_Supplied passage_.
Corda 5—Unveiling the P2P Preview

May 26, 2022

By Dimos Raptis, Senior Staff Software Engineer

We are really excited to present to you today the first preview of the new peer-to-peer communications layer of Corda 5, which is now open source. If you are not familiar with what Corda 5 aspires to deliver, we highly recommend reading the previous “Corda 5 the road ahead” blog post series from R3’s product management team. This preview is a good indication of how Corda 5 delivers on the areas of multi-tenancy, horizontal scalability and high availability.

This post consists of 3 main parts:

  • A quick overview of the new architecture for the peer-to-peer (p2p) communications layer in Corda 5.
  • Some measurements from our initial assessments of the new p2p layer.
  • An explanation of how to take the new p2p layer for a spin.

Architectural overview

In Corda 5, instead of running a Corda node process, an organization will run a Corda cluster consisting of multiple worker processes. This cluster will be capable of hosting multiple identities belonging in the same or even different application networks. The peer-to-peer layer enables these identities to exchange messages with each other regardless of whether they reside in the same or different clusters, as shown below.

Architecture of the p2p layer in Corda 5

The p2p layer consists of two main workers: the link manager and the p2p gateway. The link manager is typically located in an internal network zone and it is responsible for establishing mutually authenticated end-to-end sessions with link managers from other clusters and transferring messages in a secure and reliable way. If the destination identity is hosted in the same cluster, the link manager can route the message internally. 

The gateway is the Internet-facing component and it is responsible for establishing TLS connections with the gateways from other clusters and sending or receiving messages via HTTPS. The link manager and the gateway communicate via a message bus, which can take different forms depending on the deployment mode. The p2p preview provides the fully distributed deployment mode, where the link manager and the gateway are executed as separate worker processes and the message bus is Apache Kafka.

As shown in the diagram, on top of the Kafka topics used to transfer messages, there is a set of extra topics used for housekeeping tasks from the p2p components. For example, some topics are used to keep track of undelivered messages or maintain a mapping between an end-to-end session and the link manager instance hosting it. Higher-level application components that want to make use of the p2p layer can do so via a set of topics, which can be used to send messages to other identities (p2p.out) or receive messages from other identities (p2p.in). An example of such a component is the so-called flow worker, which will be executing Corda flows that might need to send or receive messages. Another example is the membership worker, which will use the p2p layer to register identities into application networks and propagate membership information to the various network members.

A cluster in Corda 5 can host multiple identities, which can belong to the same or different application networks. An identity will first register with the membership group manager (MGM) of the corresponding network before it can communicate with other members of the network. The membership worker will be responsible for registering an identity in a network and ensuring the cluster has an up-to-date view of the membership information inside that network.

_To do_.
1 > Answer these questions from the Corda 5 P2P preview post, one line each:
(a) What are the two main workers of the p2p layer?
(b) What serves as the message bus in the deployment mode that the p2p preview provides?
(c) Which topic do higher-level components use to receive messages from other identities?
2 > Please quote the Corda 5 P2P preview post from "We are really" up to and including "and high availability.".
The entries have no connection to the Corda 5 P2P preview post.

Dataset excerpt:
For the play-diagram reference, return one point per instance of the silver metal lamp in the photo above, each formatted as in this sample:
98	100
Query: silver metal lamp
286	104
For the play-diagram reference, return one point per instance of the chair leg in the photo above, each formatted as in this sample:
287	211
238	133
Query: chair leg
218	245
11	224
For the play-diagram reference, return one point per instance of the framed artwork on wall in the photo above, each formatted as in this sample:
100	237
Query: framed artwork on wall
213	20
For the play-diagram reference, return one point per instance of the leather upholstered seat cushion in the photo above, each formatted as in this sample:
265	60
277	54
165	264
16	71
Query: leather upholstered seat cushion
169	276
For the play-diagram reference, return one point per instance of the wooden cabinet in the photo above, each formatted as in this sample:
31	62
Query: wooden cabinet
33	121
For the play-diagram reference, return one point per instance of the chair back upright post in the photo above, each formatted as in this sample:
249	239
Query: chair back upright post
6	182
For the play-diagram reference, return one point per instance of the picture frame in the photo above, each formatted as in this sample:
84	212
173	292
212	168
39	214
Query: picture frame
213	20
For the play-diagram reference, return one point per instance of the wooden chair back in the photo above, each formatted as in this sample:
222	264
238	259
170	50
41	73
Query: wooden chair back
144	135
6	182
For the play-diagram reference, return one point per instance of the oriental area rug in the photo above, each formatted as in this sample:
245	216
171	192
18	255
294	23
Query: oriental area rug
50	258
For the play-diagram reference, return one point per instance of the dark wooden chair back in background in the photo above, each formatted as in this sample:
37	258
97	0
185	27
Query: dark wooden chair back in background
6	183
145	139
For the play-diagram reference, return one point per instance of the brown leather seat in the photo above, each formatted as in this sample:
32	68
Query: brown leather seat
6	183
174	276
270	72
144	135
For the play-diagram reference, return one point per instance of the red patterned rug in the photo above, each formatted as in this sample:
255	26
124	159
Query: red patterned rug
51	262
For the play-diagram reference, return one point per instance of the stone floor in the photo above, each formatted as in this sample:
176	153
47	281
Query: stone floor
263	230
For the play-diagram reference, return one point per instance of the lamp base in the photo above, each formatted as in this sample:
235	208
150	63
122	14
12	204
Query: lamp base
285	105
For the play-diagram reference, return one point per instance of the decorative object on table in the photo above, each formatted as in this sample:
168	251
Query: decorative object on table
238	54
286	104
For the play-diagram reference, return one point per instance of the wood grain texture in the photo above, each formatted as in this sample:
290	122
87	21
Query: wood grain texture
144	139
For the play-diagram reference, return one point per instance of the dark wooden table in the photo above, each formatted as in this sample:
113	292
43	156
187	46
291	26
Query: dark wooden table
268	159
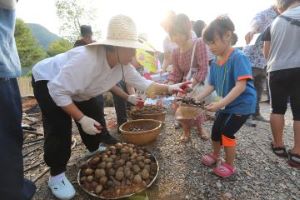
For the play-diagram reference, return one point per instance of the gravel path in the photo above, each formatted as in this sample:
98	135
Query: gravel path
261	175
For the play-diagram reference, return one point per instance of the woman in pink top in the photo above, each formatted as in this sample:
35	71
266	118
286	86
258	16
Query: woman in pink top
190	54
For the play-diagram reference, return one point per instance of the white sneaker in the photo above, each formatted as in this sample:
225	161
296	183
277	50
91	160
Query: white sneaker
100	149
62	189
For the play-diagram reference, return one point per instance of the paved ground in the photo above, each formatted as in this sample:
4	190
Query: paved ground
261	175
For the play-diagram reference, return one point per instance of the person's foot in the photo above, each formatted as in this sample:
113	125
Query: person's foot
100	149
177	125
250	122
184	138
203	134
224	170
108	139
61	187
260	118
28	190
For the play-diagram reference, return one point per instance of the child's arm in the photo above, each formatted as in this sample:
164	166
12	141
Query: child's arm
266	49
208	89
236	91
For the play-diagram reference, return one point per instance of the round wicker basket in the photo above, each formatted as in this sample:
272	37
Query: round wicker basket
123	196
187	112
151	129
156	116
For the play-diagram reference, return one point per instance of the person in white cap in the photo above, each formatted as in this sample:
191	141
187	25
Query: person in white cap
66	90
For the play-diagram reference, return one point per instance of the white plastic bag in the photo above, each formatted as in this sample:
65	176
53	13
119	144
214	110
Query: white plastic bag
199	88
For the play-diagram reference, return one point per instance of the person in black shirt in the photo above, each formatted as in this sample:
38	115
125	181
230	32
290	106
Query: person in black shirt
86	36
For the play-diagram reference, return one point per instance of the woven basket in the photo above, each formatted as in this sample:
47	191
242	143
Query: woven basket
187	112
156	116
151	129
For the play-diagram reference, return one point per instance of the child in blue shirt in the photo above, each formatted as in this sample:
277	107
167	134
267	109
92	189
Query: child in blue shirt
231	77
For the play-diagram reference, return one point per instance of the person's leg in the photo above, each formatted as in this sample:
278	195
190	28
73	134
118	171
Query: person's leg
258	84
295	105
259	78
11	139
212	158
231	126
202	132
57	129
91	108
279	93
120	105
100	100
216	133
57	146
186	130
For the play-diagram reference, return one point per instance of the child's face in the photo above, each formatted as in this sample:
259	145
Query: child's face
179	39
219	45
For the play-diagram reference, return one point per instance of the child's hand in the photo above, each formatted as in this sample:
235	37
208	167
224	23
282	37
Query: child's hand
213	107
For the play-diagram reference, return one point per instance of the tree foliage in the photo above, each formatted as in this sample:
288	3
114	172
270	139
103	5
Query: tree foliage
59	46
30	52
72	14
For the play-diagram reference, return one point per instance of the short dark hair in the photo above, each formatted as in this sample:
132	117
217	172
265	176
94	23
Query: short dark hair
181	25
284	4
198	27
85	30
110	48
219	26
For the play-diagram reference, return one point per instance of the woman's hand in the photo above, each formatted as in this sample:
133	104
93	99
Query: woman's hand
213	107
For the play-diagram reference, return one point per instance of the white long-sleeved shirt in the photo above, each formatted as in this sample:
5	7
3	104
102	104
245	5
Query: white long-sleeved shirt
83	73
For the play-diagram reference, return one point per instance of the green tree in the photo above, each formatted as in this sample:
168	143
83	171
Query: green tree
59	46
72	14
30	52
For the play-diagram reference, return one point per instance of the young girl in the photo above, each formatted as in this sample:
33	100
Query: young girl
231	78
191	53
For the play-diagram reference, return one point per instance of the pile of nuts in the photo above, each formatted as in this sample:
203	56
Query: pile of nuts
121	170
149	109
136	129
191	101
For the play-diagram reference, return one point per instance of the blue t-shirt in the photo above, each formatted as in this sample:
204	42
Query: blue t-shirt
10	66
223	78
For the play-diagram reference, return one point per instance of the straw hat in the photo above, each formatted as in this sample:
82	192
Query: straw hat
122	33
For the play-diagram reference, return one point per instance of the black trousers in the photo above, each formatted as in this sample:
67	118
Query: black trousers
13	186
120	105
259	76
58	128
284	87
227	125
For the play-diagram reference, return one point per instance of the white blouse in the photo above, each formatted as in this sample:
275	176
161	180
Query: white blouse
82	73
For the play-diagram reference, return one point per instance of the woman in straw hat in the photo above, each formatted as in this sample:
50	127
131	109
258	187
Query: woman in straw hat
66	90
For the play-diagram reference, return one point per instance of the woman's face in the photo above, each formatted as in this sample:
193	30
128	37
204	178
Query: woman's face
219	45
179	39
125	54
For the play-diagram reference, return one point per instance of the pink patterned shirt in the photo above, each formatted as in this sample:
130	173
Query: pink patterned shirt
182	63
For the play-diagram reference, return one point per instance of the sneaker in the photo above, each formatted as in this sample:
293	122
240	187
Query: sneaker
250	122
28	190
260	118
177	125
62	188
100	149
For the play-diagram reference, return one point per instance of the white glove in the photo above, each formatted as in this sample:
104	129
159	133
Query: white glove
179	87
134	99
89	125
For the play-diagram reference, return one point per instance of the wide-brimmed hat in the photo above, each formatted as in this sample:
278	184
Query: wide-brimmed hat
122	32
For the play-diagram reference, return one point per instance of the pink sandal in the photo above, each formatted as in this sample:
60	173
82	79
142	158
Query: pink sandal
209	159
224	170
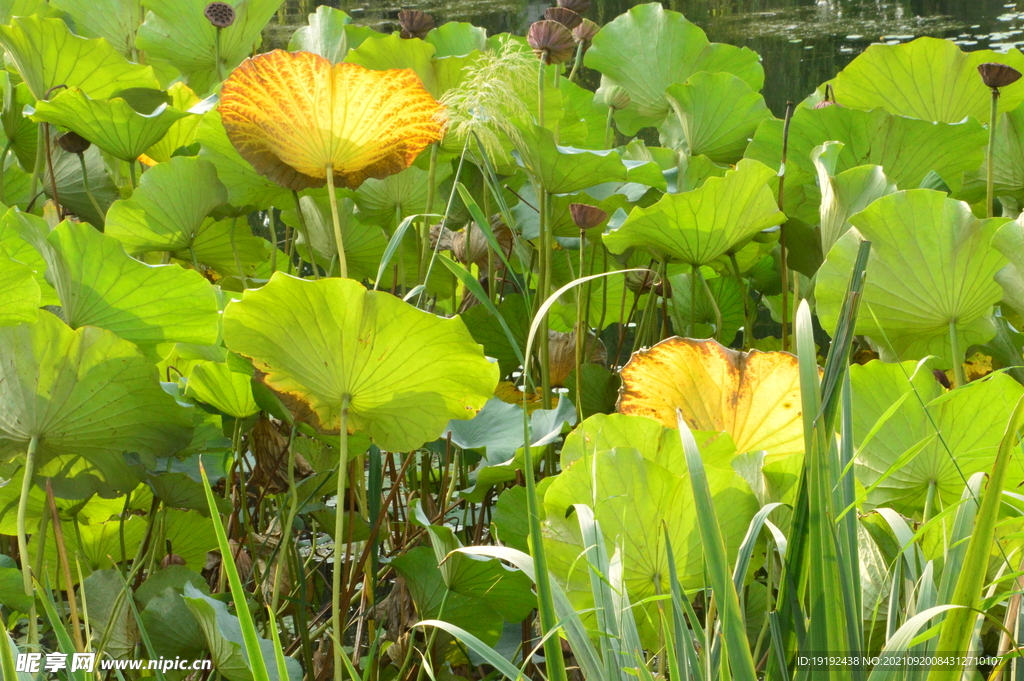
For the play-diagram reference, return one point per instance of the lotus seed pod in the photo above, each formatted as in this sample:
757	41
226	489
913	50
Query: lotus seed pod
586	31
616	97
551	41
587	216
220	14
997	75
579	6
565	16
73	142
561	354
415	24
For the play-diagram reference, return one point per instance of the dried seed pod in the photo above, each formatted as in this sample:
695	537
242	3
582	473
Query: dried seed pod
616	97
415	24
587	216
996	75
220	14
579	6
561	354
73	142
551	41
563	15
586	31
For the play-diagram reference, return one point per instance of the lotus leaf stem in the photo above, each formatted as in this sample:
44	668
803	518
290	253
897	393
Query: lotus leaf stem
337	223
425	249
309	241
3	168
748	325
88	189
23	541
958	378
990	171
714	303
339	533
783	264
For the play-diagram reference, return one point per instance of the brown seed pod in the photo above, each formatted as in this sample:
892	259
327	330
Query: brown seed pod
586	31
220	14
551	41
587	216
561	354
579	6
997	75
563	15
73	142
415	24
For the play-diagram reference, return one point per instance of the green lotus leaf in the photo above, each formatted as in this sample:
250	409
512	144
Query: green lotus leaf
1009	240
71	182
20	251
649	48
845	194
638	502
182	132
365	244
228	391
245	185
508	592
970	422
115	20
101	286
715	115
403	373
46	53
685	309
331	34
907	150
695	227
177	33
932	267
227	245
928	78
169	208
563	169
113	125
88	397
387	202
457	39
20	292
223	638
433	599
19	130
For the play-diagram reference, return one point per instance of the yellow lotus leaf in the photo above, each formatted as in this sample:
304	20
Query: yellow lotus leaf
754	396
291	115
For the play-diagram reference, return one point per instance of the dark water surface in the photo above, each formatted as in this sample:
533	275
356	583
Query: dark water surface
801	42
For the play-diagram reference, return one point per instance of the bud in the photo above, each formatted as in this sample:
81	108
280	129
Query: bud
586	31
587	216
997	75
220	14
579	6
566	17
551	41
415	24
616	97
171	559
73	142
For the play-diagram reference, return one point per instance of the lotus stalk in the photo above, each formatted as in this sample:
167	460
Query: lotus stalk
23	541
994	76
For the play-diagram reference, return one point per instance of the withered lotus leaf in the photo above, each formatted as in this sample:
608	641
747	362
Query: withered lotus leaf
754	396
291	115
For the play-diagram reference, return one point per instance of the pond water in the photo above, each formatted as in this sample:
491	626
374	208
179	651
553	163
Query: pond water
802	42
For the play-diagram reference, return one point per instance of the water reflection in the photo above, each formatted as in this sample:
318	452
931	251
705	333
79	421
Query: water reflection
802	42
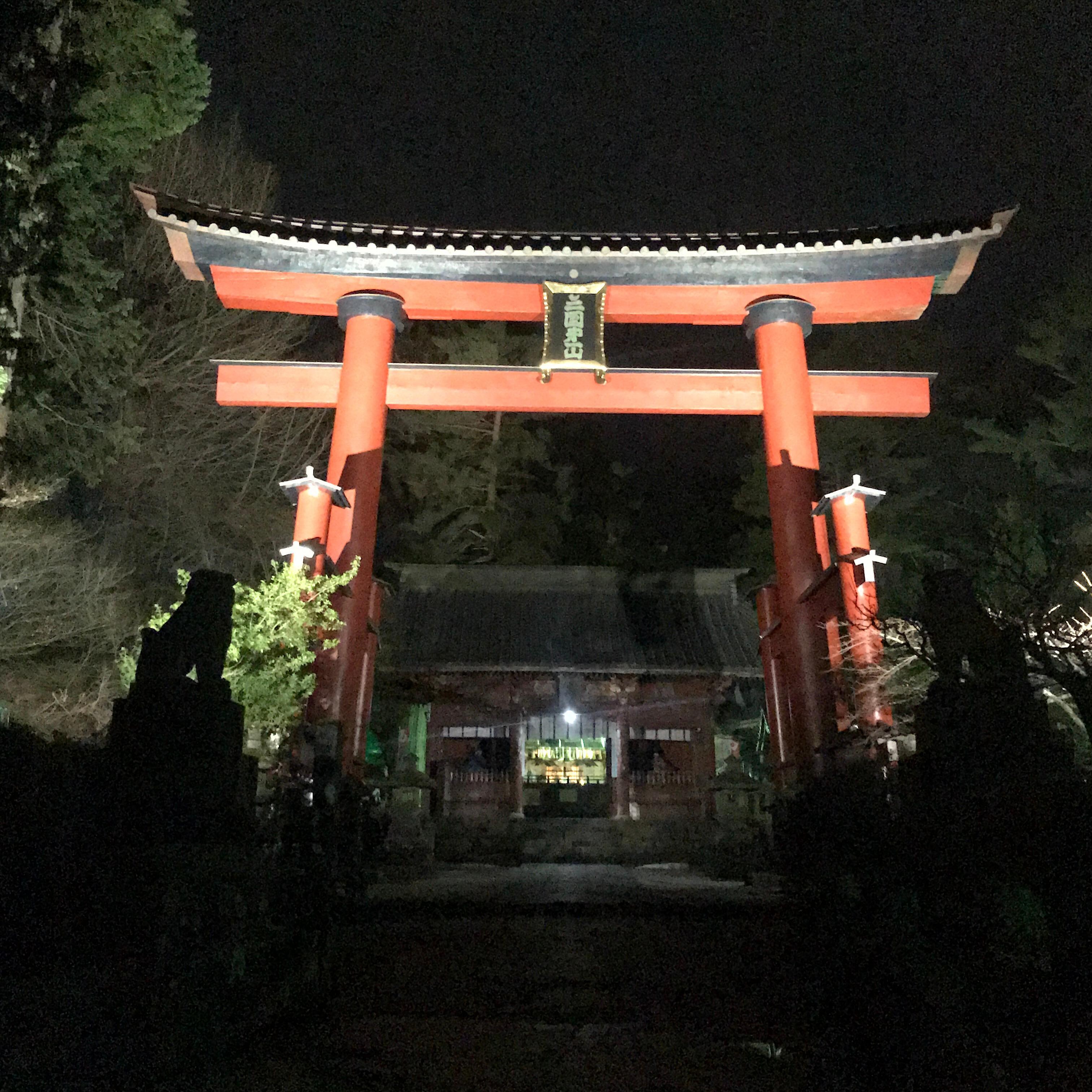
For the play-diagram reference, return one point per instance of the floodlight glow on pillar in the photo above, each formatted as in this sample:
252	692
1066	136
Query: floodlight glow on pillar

_Results by task_.
1 >
(a) The link manager and the p2p gateway.
(b) Apache Kafka.
(c) p2p.in

2 >
We are really excited to present to you today the first preview of the new peer-to-peer communications layer of Corda 5, which is now open source. If you are not familiar with what Corda 5 aspires to deliver, we highly recommend reading the previous “Corda 5 the road ahead” blog post series from R3’s product management team. This preview is a good indication of how Corda 5 delivers on the areas of multi-tenancy, horizontal scalability and high availability.